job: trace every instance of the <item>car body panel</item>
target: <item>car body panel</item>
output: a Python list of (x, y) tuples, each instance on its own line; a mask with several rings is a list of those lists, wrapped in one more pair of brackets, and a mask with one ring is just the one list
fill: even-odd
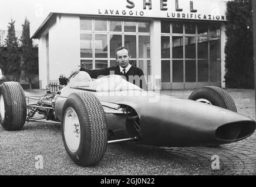
[[(220, 107), (142, 89), (104, 91), (91, 86), (63, 89), (55, 105), (61, 119), (62, 107), (74, 92), (90, 92), (100, 102), (125, 105), (134, 109), (140, 118), (139, 143), (157, 146), (216, 146), (244, 139), (255, 130), (254, 120)], [(115, 138), (129, 136), (123, 117), (106, 115), (108, 128)]]

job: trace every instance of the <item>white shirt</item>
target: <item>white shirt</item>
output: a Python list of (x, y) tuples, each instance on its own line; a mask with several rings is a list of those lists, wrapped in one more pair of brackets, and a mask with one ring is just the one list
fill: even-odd
[(129, 71), (130, 68), (131, 68), (132, 65), (129, 64), (129, 65), (128, 65), (128, 66), (127, 67), (126, 67), (125, 68), (123, 68), (121, 65), (119, 65), (119, 68), (120, 68), (120, 72), (122, 72), (122, 74), (123, 74), (123, 70), (124, 69), (125, 69), (125, 72), (127, 73), (128, 72), (128, 71)]

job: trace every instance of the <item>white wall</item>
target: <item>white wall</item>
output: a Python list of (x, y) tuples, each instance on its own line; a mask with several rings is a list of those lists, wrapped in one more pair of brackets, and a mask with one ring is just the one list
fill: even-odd
[(224, 78), (225, 74), (225, 46), (227, 42), (227, 37), (225, 33), (225, 27), (224, 23), (221, 23), (221, 88), (225, 88), (225, 79)]
[(161, 22), (152, 20), (151, 24), (151, 69), (153, 89), (161, 88)]
[(40, 88), (47, 85), (46, 41), (45, 36), (41, 36), (38, 43), (38, 68)]
[(68, 76), (80, 65), (80, 19), (79, 16), (57, 16), (56, 25), (49, 30), (49, 79), (60, 74)]

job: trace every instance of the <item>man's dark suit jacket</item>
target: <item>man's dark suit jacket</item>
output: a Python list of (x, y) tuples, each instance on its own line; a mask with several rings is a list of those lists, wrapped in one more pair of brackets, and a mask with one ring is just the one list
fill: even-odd
[[(123, 76), (123, 73), (120, 71), (119, 65), (112, 66), (108, 68), (98, 70), (89, 70), (81, 67), (80, 71), (87, 72), (90, 75), (92, 78), (97, 78), (99, 76), (109, 75), (110, 74), (110, 72), (112, 74), (113, 74), (114, 75)], [(141, 88), (146, 90), (146, 82), (145, 77), (144, 77), (143, 71), (142, 71), (142, 70), (135, 66), (132, 65), (130, 70), (126, 72), (126, 75), (125, 76), (126, 78), (126, 80), (129, 81), (129, 76), (135, 75), (138, 75), (139, 77), (142, 78), (140, 80), (140, 85), (137, 86), (139, 86)], [(130, 80), (130, 82), (131, 83), (136, 84), (136, 81), (134, 79)]]

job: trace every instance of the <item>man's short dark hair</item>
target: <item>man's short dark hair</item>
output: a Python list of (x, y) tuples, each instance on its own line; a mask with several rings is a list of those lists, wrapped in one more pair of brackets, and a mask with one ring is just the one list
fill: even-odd
[(130, 58), (132, 57), (132, 56), (131, 56), (131, 53), (130, 53), (130, 51), (129, 51), (129, 50), (128, 49), (128, 48), (125, 47), (118, 47), (118, 48), (116, 49), (116, 59), (117, 59), (117, 51), (119, 51), (122, 50), (123, 50), (123, 49), (126, 49), (126, 50), (127, 50), (127, 51), (128, 51), (128, 55), (129, 55), (129, 57), (130, 57)]

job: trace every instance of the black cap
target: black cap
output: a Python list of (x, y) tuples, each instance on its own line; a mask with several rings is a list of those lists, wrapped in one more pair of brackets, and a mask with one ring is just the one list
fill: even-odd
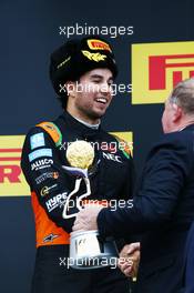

+++

Task directions
Return every line of the entries above that contains the string "short", matching case exactly.

Response to this exercise
job: trace every instance of the <item>man's short dark hair</item>
target: <item>man's short dark hair</item>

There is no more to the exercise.